[Problem to work on]
What is needed is a word-for-word copy of the listing below, without pictures.

[Record extracts]
------------

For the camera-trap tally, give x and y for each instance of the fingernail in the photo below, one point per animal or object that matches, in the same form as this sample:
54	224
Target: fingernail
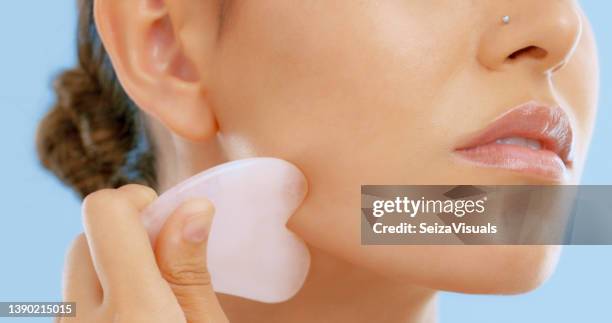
197	221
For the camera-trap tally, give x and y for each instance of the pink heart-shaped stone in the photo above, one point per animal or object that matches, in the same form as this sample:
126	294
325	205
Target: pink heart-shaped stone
251	253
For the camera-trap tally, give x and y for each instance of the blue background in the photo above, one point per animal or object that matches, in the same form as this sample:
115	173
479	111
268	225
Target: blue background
39	217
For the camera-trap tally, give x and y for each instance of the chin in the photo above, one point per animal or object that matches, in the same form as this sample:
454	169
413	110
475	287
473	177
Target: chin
507	270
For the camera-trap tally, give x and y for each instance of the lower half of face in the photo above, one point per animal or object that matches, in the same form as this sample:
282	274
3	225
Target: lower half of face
371	92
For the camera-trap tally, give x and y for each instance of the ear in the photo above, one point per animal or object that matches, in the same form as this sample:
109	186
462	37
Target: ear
159	49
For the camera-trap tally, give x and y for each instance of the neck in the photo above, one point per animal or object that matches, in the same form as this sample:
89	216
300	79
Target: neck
178	159
336	291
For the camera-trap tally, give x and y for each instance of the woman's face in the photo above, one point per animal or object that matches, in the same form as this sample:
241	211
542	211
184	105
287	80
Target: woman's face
385	92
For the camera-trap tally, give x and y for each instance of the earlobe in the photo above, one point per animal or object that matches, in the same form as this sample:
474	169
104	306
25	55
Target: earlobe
153	66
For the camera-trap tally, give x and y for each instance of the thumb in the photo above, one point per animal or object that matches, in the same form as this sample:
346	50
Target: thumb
181	256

------------

[Your response]
For the camera-trap tally, give x and y for each instance of the fingernail in the photo below, one point per animal or object that matches, in the same form as this sample:
54	224
Target: fingernail
197	221
For the camera-trap tally, give x and y for each instance of the pink heart-shaped stone in the photo above, one point per animal or object that matches, in the same form as this sample:
126	294
325	205
Target: pink heart-shaped stone
251	253
For the camera-trap tally, give x and y for each instance of the blue background in the photo above, one point per animal or object that matches, in the same form as this sample:
115	173
479	111
268	225
Target: blue background
39	217
For the camera-trap tally, give x and y for each instance of the chin in the photo above, one point per animal or object that matches, in the same form as this sample:
454	169
413	110
475	287
473	177
Target: chin
507	270
For the camera-trap tally, give x and y for each instance of the lower half of face in the photo above, one point per animal or object that matches, in the same form as this sample:
282	274
3	225
Target: lower half of face
371	92
For the camera-trap tally, give x and y for each instance of the ear in the photo above, one point per animal or object that matches, in the same form as this sample:
109	186
462	37
Target: ear
159	49
For the camera-trap tally, give x and y for each instance of the neck in the photo above, one point per animal or object that matches, in the same form as this sample:
89	216
300	79
Target: neck
178	159
336	291
For the camera-trap tally, give x and y for each instance of the woman's face in the photo above, one point per animal or object that matches, in the same form as this sample:
241	211
542	211
184	105
287	80
Target: woman's face
385	92
For the camera-trap tally, give x and y for each instance of the earlobe in the photo above, one point per animal or object that matches, in the same form as this sample:
474	169
104	306
25	55
Target: earlobe
153	66
For the camera-trap tally, give x and y for each instance of the thumb in the photo above, one point per animal or object that matches, in the same form as this sample:
346	50
Target: thumb
181	256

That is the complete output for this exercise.